━━━ Gösterilen Bilgiler ━━━

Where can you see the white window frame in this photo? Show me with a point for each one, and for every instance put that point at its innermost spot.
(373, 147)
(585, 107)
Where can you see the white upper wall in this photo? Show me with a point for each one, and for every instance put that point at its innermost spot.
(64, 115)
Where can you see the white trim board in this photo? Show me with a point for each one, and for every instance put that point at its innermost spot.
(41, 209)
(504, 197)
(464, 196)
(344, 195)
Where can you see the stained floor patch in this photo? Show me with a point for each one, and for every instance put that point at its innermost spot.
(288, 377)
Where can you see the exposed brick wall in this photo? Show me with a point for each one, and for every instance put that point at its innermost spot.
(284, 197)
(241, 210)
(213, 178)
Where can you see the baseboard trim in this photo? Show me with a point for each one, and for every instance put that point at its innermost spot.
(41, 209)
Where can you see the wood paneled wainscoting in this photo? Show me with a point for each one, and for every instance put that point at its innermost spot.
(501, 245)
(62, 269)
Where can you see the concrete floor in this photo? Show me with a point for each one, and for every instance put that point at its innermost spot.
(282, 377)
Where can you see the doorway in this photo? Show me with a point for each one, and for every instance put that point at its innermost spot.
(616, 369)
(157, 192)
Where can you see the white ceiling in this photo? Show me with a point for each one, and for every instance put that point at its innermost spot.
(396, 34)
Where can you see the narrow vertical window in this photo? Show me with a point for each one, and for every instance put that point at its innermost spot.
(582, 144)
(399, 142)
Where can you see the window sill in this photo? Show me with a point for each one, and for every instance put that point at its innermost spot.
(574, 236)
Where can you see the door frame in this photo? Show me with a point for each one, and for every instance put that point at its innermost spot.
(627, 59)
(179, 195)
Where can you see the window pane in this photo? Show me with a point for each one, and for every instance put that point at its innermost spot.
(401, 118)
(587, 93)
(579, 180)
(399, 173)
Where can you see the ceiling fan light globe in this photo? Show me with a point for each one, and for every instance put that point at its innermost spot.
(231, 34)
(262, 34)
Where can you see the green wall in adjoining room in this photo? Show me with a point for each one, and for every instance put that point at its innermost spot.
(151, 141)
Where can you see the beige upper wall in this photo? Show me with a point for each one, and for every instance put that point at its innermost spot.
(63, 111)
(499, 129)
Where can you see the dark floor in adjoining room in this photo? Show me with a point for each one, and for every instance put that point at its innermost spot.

━━━

Belirtilen Amaç —
Listedeki satırların tamamını hiçbir değişiklik yapmadan yeniden yazın.

Eksiksiz Yanıt —
Where can you see the white window frame in this photo? Show me with a point for each one, and for every instance put that point at its innermost spot.
(373, 147)
(585, 107)
Where can you see the white upper wall in this photo? Show me with a point for each one, and for every instance put that point at its innermost spot.
(64, 115)
Where can you see the white trim board in this photo? Show me with a point for each one, and for every instance put that point at its innermost spot.
(41, 209)
(504, 197)
(464, 196)
(344, 195)
Where can you see the stained floor patch in this photo? Show me with a point for each one, and for every instance put that point at its innermost spot.
(288, 377)
Where can you see the exposed brick wall in this photo? Show me with a point for each one, and for every instance put that point at its innermost spot.
(284, 197)
(241, 210)
(213, 178)
Where can you see the baseboard trim in this photo? Show me with a point for each one, and for every instance put that point at its innermost spot.
(41, 209)
Where can you see the wood paneled wainscoting in this photo? Show me with a point for each one, and for every instance put that point at its innermost spot.
(501, 245)
(62, 269)
Where can you see the concrete floor in this photo? Show me with a point for each one, and for every instance put that point at its innermost spot.
(282, 377)
Where can you see the doorway in this photo? Show me with a point for each one, and for every instance put that point at its innermost spot.
(616, 369)
(157, 192)
Where can you see the white ceiling in this photo? Show me with a point for each one, and for every instance put that point at its innermost spot.
(396, 34)
Where can you see the narrow vertical window in this photo? Show me with a point for each one, and for every instance put that point at its innermost spot.
(582, 144)
(399, 142)
Where can you see the window sill in this photo? Show me with a point for each one, and for every instance put that point at its innermost spot.
(574, 236)
Where can you see the door frame in this photo? Show me with a point for each one, and for every instance put that point at its innermost spot.
(627, 59)
(179, 195)
Where can you see the window pane in this photo? Show me with a point for each one, and for every instance put that point at its innermost spot.
(401, 118)
(587, 93)
(579, 180)
(399, 173)
Where can you see the ceiling fan light globe in this photo? Show me with a point for each one, and for every instance put that point at its innermost spot.
(231, 34)
(262, 34)
Where can you see the green wall in adjoining room in this photo? Show me with a point for each one, and for every instance put that point at its innermost spot.
(151, 141)
Where can you see the beige upper wall in this photo? Show me with a point for each one, and for every instance put that point at its innermost spot.
(63, 111)
(499, 129)
Where can you see the dark floor in adjoining room in this photo? Show me with a point for each one, and for every instance put that point at its innermost spot.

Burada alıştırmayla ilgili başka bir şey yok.